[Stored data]
■ ■ ■ ■
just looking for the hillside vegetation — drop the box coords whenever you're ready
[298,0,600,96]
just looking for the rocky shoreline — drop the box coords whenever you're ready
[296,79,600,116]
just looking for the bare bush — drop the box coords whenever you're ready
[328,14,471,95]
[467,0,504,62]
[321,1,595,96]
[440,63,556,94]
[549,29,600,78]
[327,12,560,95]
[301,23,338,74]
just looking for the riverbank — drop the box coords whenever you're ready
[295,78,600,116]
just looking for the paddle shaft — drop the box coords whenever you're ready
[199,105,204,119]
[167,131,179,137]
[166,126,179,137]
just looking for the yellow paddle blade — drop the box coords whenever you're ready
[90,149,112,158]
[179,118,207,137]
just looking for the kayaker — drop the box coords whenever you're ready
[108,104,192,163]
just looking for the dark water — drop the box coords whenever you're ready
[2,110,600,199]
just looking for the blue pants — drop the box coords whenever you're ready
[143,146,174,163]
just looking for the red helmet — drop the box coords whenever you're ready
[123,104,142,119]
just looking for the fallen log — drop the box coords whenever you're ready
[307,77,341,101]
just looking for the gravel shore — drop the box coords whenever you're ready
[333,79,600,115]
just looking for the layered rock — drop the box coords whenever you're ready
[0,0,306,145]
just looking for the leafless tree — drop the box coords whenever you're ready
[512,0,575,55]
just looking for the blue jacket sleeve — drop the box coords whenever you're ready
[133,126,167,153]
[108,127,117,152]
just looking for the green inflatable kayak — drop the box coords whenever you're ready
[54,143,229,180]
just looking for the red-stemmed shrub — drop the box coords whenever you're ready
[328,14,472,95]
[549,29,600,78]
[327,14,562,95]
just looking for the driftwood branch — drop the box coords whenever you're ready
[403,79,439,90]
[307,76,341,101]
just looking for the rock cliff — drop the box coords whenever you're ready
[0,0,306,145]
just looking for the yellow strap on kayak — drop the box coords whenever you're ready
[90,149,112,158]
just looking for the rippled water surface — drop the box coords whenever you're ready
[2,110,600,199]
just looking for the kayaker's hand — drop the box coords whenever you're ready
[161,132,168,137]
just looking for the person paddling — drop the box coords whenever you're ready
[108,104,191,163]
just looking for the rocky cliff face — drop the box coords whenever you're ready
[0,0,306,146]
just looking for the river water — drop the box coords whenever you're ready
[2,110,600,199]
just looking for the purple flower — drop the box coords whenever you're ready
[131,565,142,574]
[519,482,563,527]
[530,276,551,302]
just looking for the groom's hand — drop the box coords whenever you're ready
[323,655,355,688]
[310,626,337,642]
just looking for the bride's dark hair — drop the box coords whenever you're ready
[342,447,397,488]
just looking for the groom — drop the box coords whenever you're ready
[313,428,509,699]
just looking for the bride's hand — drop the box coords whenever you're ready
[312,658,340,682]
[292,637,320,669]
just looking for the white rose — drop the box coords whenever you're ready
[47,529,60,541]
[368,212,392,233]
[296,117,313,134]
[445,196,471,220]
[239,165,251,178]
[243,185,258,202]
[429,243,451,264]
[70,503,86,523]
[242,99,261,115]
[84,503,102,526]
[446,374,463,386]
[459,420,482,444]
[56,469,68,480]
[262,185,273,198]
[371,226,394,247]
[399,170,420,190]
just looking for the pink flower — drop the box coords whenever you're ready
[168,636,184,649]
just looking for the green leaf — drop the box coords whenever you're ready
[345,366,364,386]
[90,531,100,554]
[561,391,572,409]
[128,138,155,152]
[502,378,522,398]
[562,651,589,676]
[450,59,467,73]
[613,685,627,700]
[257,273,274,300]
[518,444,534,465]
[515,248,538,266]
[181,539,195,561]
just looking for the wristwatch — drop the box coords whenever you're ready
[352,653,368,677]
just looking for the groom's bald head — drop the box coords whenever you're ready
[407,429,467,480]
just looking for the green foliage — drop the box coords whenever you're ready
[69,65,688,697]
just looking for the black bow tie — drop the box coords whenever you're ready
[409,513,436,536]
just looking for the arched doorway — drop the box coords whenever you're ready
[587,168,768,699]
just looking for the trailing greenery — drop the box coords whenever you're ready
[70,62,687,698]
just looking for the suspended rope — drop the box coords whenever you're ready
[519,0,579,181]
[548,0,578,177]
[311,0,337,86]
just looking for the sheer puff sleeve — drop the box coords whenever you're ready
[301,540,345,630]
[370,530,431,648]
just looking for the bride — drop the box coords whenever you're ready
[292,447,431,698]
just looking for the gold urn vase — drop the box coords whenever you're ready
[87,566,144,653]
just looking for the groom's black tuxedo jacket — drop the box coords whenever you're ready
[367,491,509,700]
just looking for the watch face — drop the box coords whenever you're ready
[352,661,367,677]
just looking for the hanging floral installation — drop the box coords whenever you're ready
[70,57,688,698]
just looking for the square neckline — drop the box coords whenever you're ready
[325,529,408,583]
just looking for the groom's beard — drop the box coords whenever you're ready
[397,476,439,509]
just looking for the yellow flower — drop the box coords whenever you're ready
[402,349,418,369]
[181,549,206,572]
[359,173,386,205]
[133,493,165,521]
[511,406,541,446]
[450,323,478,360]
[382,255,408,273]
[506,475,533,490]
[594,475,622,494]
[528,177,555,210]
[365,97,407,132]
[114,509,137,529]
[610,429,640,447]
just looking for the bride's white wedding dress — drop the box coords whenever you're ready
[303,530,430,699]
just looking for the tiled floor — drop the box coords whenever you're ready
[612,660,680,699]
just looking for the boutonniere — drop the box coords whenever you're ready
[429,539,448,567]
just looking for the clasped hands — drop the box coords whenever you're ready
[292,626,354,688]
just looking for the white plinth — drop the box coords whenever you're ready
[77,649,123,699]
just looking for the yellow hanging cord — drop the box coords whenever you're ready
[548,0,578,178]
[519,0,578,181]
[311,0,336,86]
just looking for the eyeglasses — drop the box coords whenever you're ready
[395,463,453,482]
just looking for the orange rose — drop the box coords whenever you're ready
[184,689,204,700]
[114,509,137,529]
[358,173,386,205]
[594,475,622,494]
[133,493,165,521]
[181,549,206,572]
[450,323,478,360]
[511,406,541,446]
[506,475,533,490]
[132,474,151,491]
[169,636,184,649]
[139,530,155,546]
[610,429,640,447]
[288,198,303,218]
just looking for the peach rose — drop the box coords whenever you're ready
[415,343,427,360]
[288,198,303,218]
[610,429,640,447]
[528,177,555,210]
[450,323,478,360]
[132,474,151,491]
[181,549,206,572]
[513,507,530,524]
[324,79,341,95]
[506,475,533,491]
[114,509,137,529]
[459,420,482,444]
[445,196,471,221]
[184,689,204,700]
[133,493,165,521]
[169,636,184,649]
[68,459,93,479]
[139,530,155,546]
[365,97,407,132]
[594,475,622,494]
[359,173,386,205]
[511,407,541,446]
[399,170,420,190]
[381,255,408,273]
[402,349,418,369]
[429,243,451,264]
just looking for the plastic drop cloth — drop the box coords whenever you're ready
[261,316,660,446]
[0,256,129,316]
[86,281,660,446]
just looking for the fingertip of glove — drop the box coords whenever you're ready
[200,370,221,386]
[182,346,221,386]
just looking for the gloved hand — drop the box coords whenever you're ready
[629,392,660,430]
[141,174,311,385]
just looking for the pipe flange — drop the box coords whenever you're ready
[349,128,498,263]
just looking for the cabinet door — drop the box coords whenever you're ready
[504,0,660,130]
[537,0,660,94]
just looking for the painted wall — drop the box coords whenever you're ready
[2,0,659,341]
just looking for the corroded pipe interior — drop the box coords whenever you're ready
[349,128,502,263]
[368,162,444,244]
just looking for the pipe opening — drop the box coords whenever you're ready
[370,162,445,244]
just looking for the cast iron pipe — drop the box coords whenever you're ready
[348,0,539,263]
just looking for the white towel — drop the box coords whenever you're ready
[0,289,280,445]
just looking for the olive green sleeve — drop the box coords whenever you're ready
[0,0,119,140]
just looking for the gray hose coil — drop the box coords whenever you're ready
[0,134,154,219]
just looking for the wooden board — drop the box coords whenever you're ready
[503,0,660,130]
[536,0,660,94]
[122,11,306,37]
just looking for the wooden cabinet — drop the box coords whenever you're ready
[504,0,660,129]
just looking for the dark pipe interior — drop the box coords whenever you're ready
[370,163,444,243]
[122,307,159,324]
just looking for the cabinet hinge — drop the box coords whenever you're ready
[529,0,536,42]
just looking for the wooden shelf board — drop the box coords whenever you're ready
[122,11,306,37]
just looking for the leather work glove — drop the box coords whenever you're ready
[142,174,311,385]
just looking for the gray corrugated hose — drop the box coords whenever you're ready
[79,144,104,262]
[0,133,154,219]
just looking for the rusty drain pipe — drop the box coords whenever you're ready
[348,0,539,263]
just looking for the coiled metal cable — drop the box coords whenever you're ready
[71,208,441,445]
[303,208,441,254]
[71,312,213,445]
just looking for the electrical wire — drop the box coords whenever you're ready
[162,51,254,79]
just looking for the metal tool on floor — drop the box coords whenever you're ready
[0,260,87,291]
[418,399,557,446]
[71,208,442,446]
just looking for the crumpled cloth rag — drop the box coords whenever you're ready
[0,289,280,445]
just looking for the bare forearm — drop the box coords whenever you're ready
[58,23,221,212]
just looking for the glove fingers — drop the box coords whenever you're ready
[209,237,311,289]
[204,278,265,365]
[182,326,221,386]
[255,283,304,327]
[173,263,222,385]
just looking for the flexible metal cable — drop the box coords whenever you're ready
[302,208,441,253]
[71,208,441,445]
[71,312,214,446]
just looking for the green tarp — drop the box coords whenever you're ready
■ ■ ■ ■
Reply with an exact copy of the lines running from the one containing "just looking for the flexible" through the end of the entries above, both ends included.

■ Solution to the problem
just looking for the flexible metal cable — drop the box coords whenever you're ready
[302,208,441,253]
[71,208,441,445]
[71,312,214,446]
just looking for the green tarp — drop the box coords whenever you're ready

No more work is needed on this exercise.